**STATED PROBLEM**
Transcribe the data that follows precisely, omitting nothing.

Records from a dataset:
━━━━━━━━━━━━━━━━━━━━━━━━━━━━━━

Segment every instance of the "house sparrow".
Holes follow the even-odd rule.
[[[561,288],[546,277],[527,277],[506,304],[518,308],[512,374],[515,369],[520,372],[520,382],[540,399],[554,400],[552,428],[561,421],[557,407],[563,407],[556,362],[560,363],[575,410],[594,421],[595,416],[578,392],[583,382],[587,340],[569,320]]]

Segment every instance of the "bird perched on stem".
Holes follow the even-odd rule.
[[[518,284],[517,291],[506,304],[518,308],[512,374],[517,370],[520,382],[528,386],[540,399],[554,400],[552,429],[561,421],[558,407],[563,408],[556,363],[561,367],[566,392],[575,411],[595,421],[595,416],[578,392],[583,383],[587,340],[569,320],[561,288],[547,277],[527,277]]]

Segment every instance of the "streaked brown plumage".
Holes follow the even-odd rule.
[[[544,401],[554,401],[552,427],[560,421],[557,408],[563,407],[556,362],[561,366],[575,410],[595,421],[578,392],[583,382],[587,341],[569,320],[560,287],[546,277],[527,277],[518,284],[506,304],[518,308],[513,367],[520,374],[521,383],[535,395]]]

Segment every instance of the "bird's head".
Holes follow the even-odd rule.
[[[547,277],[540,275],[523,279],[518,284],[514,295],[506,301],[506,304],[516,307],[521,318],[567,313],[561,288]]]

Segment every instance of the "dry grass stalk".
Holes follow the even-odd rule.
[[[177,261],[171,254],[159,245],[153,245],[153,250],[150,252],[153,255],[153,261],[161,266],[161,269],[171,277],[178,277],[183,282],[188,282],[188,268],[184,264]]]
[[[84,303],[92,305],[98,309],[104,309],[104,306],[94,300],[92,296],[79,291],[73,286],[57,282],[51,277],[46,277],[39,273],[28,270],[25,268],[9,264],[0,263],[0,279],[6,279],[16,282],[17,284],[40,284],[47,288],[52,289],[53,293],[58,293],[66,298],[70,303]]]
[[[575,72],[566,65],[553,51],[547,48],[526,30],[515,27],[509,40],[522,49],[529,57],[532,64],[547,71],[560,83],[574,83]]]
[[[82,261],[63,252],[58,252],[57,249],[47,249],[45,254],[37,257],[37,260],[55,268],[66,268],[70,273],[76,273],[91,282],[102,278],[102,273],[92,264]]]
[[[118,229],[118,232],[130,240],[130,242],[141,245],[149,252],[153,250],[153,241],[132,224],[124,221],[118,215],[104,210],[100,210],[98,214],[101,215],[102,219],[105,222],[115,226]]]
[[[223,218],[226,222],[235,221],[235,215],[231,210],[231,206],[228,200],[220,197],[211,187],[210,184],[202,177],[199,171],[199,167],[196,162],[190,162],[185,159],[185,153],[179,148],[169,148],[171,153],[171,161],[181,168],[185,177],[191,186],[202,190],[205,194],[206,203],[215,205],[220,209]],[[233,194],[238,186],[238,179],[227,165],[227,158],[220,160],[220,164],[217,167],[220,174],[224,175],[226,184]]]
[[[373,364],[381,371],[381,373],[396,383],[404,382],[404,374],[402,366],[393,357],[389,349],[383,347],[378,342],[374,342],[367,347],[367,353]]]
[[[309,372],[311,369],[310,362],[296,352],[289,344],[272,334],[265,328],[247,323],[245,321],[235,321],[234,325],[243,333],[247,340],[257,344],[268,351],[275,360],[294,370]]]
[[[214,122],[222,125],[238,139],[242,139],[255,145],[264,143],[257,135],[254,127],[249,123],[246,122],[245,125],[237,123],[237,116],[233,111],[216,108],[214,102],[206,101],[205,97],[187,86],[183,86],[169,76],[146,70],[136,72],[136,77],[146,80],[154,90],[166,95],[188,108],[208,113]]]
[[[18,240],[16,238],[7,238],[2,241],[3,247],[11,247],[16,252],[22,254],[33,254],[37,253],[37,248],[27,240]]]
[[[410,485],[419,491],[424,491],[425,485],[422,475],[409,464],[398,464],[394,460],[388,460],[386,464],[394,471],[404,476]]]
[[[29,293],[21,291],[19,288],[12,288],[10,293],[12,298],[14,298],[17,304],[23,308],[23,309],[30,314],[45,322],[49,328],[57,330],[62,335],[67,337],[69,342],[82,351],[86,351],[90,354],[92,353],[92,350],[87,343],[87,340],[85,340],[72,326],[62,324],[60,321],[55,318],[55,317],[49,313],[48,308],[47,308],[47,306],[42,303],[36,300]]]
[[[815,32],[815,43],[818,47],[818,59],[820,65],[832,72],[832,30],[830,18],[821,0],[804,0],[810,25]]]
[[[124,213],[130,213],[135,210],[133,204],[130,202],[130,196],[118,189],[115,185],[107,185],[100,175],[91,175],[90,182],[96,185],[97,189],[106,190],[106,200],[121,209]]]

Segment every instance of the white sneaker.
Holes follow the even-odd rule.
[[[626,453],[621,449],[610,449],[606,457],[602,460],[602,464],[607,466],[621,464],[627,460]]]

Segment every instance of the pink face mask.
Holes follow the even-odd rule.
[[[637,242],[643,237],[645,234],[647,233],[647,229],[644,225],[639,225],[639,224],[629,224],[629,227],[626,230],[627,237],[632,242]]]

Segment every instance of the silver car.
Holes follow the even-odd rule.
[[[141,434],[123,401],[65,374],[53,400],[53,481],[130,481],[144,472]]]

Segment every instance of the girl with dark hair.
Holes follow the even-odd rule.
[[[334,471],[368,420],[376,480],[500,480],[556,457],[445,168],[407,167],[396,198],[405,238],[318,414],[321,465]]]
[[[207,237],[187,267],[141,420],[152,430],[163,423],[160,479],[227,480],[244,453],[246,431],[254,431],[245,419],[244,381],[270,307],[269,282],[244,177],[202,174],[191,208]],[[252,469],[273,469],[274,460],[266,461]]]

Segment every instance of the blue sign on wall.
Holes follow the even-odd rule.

━━━━━━━━━━━━━━━━━━━━━━━━━━━━━━

**EXERCISE RESULT**
Segment every instance of the "house sparrow".
Holes follow the even-odd rule.
[[[561,288],[546,277],[527,277],[506,304],[518,308],[512,374],[515,369],[520,372],[520,382],[540,399],[554,400],[552,428],[561,421],[557,407],[563,407],[556,362],[560,363],[575,410],[594,421],[595,416],[578,392],[583,382],[587,340],[569,320]]]

Segment every instance of the "bird perched on stem".
Holes follow the even-odd rule.
[[[518,284],[517,291],[506,304],[518,308],[512,374],[517,370],[520,382],[528,386],[540,399],[554,400],[552,429],[561,421],[558,407],[563,408],[556,363],[561,367],[566,392],[575,411],[595,421],[595,416],[578,392],[583,383],[587,340],[569,320],[561,288],[547,277],[527,277]]]

Segment every instance of the "streaked brown plumage".
Holes follow the even-odd rule.
[[[544,401],[554,401],[552,427],[560,421],[557,408],[563,407],[556,362],[561,366],[575,410],[595,421],[578,392],[583,382],[587,341],[569,320],[560,287],[546,277],[527,277],[518,284],[506,304],[518,308],[513,367],[520,374],[521,383],[535,395]]]

Segment every instance of the "bird's head".
Holes follow the even-odd rule.
[[[547,277],[540,275],[523,279],[518,284],[514,295],[506,301],[506,304],[516,307],[521,318],[567,313],[561,288]]]

Segment every instance of the "dry grass stalk".
Holes follow the even-odd rule.
[[[177,261],[171,254],[159,245],[153,245],[153,250],[150,252],[153,255],[153,261],[161,266],[161,269],[171,277],[178,277],[183,282],[188,282],[188,268],[184,264]]]
[[[84,303],[92,305],[98,309],[104,309],[104,306],[94,300],[92,296],[79,291],[73,286],[57,282],[51,277],[46,277],[39,273],[28,270],[25,268],[9,264],[0,263],[0,279],[6,279],[16,282],[17,284],[40,284],[47,288],[52,289],[53,293],[58,293],[66,298],[70,303]]]
[[[575,72],[566,65],[553,51],[547,48],[526,30],[515,27],[509,40],[522,49],[529,57],[532,64],[547,71],[560,83],[574,83]]]
[[[82,261],[63,252],[58,252],[57,249],[47,249],[45,254],[37,257],[37,260],[55,268],[66,268],[70,273],[76,273],[91,282],[102,278],[102,273],[92,264]]]
[[[118,229],[118,232],[130,240],[130,242],[141,245],[149,252],[153,250],[153,241],[132,224],[124,221],[118,215],[104,210],[100,210],[98,214],[101,215],[102,219],[105,222],[115,226]]]
[[[223,218],[226,222],[235,221],[235,215],[231,210],[231,206],[228,200],[220,197],[211,187],[210,184],[202,177],[199,171],[199,167],[196,162],[190,162],[185,159],[185,153],[179,148],[169,148],[171,153],[171,161],[181,168],[185,177],[191,186],[202,190],[205,194],[206,203],[215,205],[220,209]],[[233,194],[238,186],[238,179],[227,165],[227,158],[220,160],[220,164],[217,167],[220,174],[224,175],[226,184]]]
[[[373,364],[381,371],[381,373],[396,383],[404,382],[404,374],[402,366],[393,357],[389,349],[383,347],[378,342],[374,342],[367,347],[367,353]]]
[[[309,372],[311,369],[310,362],[296,352],[289,344],[272,334],[265,328],[247,323],[245,321],[235,321],[234,325],[243,333],[247,340],[257,344],[268,351],[275,360],[294,370]]]
[[[214,122],[222,125],[238,139],[242,139],[255,145],[264,143],[257,135],[254,127],[249,123],[246,122],[245,125],[237,123],[237,116],[233,111],[216,108],[214,102],[206,101],[205,97],[187,86],[183,86],[169,76],[146,70],[136,72],[136,77],[146,80],[154,90],[166,95],[188,108],[208,113]]]
[[[18,240],[16,238],[7,238],[2,241],[3,247],[11,247],[16,252],[22,254],[33,254],[37,253],[37,248],[27,240]]]
[[[410,485],[419,491],[424,491],[425,485],[422,475],[409,464],[398,464],[394,460],[388,460],[386,464],[394,471],[404,476]]]
[[[29,293],[21,291],[19,288],[12,288],[10,293],[12,298],[14,298],[17,304],[23,308],[23,309],[30,314],[45,322],[49,328],[57,330],[62,335],[67,337],[69,342],[82,351],[86,351],[90,354],[92,353],[92,350],[87,343],[87,340],[85,340],[72,326],[62,324],[60,321],[55,318],[55,317],[49,313],[48,308],[47,308],[47,306],[42,303],[36,300]]]
[[[815,32],[815,43],[818,47],[818,59],[820,65],[832,72],[832,30],[830,18],[821,0],[804,0],[810,25]]]
[[[124,213],[130,213],[135,210],[133,204],[130,202],[130,196],[118,189],[115,185],[107,185],[100,175],[91,175],[90,182],[96,185],[97,189],[106,190],[106,200],[121,209]]]

Segment every instance of the white sneaker.
Holes follow the even-odd rule.
[[[626,453],[621,449],[610,449],[606,457],[602,460],[602,464],[607,466],[621,464],[627,460]]]

Segment every instance of the pink face mask.
Holes follow the even-odd rule.
[[[637,242],[643,237],[645,234],[647,233],[647,229],[644,225],[639,225],[639,224],[629,224],[629,227],[626,230],[627,237],[632,242]]]

Segment every instance of the silver car.
Holes follow the even-odd rule.
[[[141,434],[123,401],[65,374],[53,400],[53,481],[130,481],[144,472]]]

Segment every instance of the girl with dark hair.
Holes follow the even-odd rule.
[[[334,471],[368,420],[376,480],[500,480],[556,457],[445,168],[407,167],[396,198],[405,238],[318,414],[321,465]]]
[[[207,237],[187,267],[141,420],[152,430],[163,423],[160,479],[227,480],[244,453],[246,431],[254,431],[245,419],[244,381],[270,307],[269,282],[244,177],[202,174],[191,208]],[[252,469],[273,469],[274,460],[266,461]]]

Segment every instance of the blue sign on wall.
Holes follow the even-odd rule.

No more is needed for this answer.